> [Goal of the exercise] Continue the post on software patents and publication, along with its comment thread, from the point where it stops.

PATENT systems were created to encourage publication, but given that source code can be published or withheld for good, what is the point of software patents when it comes to publication? One site specifically explains how to get them in the US. "I promise myself not to use any Oracle Database, their patent aggression against Dalvik is insane and should be punished," writes the FFII's president, who helps find much of the news about patents, especially in Europe. There is always an attempt to extend US patent law to Europe, which would be good for US multinationals and atrocious for European businesses. We shall write about that separably. The Bilski case helped show that the system in the US is quite incapable of ridding itself from software patents and this analysis from a fortnight ago says that:
Internet and entertainment companies should rejoice. The U.S. Court of Appeals for the Federal Circuit fit a square patent peg into a round cyberspace hole. In Ultramercial v. Hulu, the Federal Circuit reversed a decision of the U.S. District Court for the Central District of California and held that a process for monetizing the transmission of data over the web using advertisements does not qualify for the abstract idea exception to patentability. Many legal scholars were concerned that the Supreme Court’s decision in Bilski v. Kappos – upholding the rejection of a business method patent to hedge energy markets because hedging was an abstract idea – would eviscerate business method patents and potentially leave services in cyberspace without patent protections. However, the Federal Circuit’s decision fits service innovations in cyberspace within the business method patent category.
Comments
Michael
2011-11-30 03:33:15
FUD: You state this with no support. None. And having similar laws work across many nations would make thing much easier for *any* company selling its goods internationally. Still, I will grant that this does not mean the US system is the one that should be used!
Para-Doxe
2011-11-30 17:40:15
I think this is not what Dr. Roy Schestowitz want to say. Please, read again.
Michael
2011-11-30 18:05:18
It really is mind boggling how Roy, who is so obsessed on this topic, can be so ignorant of it. We are not talking a minor technical detail here - we are talking a core concept. And Roy clearly had no idea.
Para-Doxe
2011-11-30 19:19:00
€«PATENT systems were created to encourage publication, but given that source code can be published or withheld for good, what is the point of software patents when it comes to publication? €»

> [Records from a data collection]

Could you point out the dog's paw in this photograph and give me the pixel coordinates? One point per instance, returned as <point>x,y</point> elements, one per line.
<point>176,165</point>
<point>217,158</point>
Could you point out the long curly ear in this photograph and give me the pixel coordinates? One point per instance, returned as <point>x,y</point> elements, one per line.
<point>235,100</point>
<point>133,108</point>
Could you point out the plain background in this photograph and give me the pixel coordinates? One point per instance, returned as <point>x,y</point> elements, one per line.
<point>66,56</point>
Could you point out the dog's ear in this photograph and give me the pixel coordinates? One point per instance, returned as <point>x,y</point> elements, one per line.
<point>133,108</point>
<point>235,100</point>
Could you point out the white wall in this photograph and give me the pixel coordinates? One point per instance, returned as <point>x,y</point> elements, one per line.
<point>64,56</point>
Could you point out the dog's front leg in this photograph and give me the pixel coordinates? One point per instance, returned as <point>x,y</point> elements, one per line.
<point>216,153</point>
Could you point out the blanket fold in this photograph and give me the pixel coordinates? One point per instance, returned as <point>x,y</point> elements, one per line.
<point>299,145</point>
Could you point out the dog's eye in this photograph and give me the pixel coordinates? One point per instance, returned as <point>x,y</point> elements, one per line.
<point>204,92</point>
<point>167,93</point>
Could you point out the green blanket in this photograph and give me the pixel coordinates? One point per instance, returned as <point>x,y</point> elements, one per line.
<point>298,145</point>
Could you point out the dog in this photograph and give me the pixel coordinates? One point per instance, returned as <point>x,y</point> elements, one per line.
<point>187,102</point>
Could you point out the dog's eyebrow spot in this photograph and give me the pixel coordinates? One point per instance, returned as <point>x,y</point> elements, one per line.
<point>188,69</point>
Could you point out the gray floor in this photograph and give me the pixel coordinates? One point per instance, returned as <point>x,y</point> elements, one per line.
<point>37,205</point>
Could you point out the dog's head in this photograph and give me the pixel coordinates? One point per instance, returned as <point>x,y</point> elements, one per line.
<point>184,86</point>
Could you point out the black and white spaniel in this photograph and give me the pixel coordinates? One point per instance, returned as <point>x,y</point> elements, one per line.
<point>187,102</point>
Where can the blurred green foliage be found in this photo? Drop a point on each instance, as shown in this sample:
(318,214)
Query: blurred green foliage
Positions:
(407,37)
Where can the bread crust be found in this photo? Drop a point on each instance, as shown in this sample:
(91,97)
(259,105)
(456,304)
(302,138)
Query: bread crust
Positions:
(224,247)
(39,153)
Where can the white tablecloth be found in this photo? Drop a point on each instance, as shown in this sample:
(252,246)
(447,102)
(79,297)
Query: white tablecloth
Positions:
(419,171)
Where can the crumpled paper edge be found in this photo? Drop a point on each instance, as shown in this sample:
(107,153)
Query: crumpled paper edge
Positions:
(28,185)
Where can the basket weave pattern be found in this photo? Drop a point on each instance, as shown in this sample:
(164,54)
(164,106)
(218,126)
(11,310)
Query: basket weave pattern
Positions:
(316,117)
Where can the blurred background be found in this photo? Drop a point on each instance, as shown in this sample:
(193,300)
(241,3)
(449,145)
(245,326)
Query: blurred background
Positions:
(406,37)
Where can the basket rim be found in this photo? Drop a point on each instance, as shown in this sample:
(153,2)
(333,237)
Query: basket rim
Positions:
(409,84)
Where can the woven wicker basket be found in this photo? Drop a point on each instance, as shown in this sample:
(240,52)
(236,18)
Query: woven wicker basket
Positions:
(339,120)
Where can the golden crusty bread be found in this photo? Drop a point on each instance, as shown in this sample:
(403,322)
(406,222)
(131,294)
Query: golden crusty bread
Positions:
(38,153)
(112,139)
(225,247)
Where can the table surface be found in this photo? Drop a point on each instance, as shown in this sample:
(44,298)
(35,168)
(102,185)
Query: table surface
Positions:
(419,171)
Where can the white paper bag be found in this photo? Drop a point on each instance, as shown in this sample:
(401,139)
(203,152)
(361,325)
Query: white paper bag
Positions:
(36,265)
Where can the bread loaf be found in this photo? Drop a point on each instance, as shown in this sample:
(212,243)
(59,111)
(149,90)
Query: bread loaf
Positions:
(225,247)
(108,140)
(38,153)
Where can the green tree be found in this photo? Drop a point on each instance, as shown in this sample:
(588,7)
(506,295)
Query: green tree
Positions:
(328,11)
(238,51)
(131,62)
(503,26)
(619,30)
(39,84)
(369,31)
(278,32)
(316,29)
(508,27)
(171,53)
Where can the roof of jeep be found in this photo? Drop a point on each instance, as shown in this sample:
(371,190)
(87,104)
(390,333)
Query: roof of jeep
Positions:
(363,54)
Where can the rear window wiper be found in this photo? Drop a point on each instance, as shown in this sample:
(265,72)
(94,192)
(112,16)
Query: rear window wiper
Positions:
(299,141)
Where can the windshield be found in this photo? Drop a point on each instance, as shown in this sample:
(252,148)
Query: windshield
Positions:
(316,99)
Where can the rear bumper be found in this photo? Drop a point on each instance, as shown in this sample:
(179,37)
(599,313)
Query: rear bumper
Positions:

> [Task output]
Initially, the patent system where created to encourage publication of the manufacturing process. But in software, we haven't manufacturing process: We have source code.
Source code are already protected by copyright and software patent don't guarantee publication of source code. So, Dr. Roy Schestowitz try to demonstrate the irrelevance of the patent system software.
At the beginning, the patent system was a win-win agreement: You publish the manufacturing process and you have a temporary monopoly on it. You win because you have a monopoly and Humanity win because your creation isn't lost and your monopoly is temporal.
But now with software patent we have only a monopoly system and, even if it's temporary, each monopoly are valid for too long time perspective to the concerned field. In addition, software patents are given to anyone, anyhow and too many.
Michael
2011-11-30 19:37:03
Again: Software patents are about methodologies and functional behavior. Copyright does not protect this. Patents do.
Talking about source code, which does not protect what patents do, does not "demonstrate the irrelevance of the patent system software", whatever that means.
This is not complex: copyright covers the code, patents cover the methodologies and functional behavior.
On your other (off topic) point about patents lasting too long and the overall system having many flaws, nobody is saying otherwise.
So, yes, the current patent system is grossly flawed, but since copyright does not protect the methodologies and functional behavior of software, what do you suggest be used to do so?
Roy's answer seems to be to just not. In other words: forget about protecting innovators. Which is silly and is not going to happen - esp. when argued by people who confuse the concept of protecting the code with protecting what patents do.
Roy repeatedly claims that patents are not needed because copyright protections exist... but given how they protect different things his argument is absurd. It is like saying we do not need the military because eating well offers protection from some diseases... and thus we are protected. Only someone completely ignorant of the system would try to push such irrational nonsense.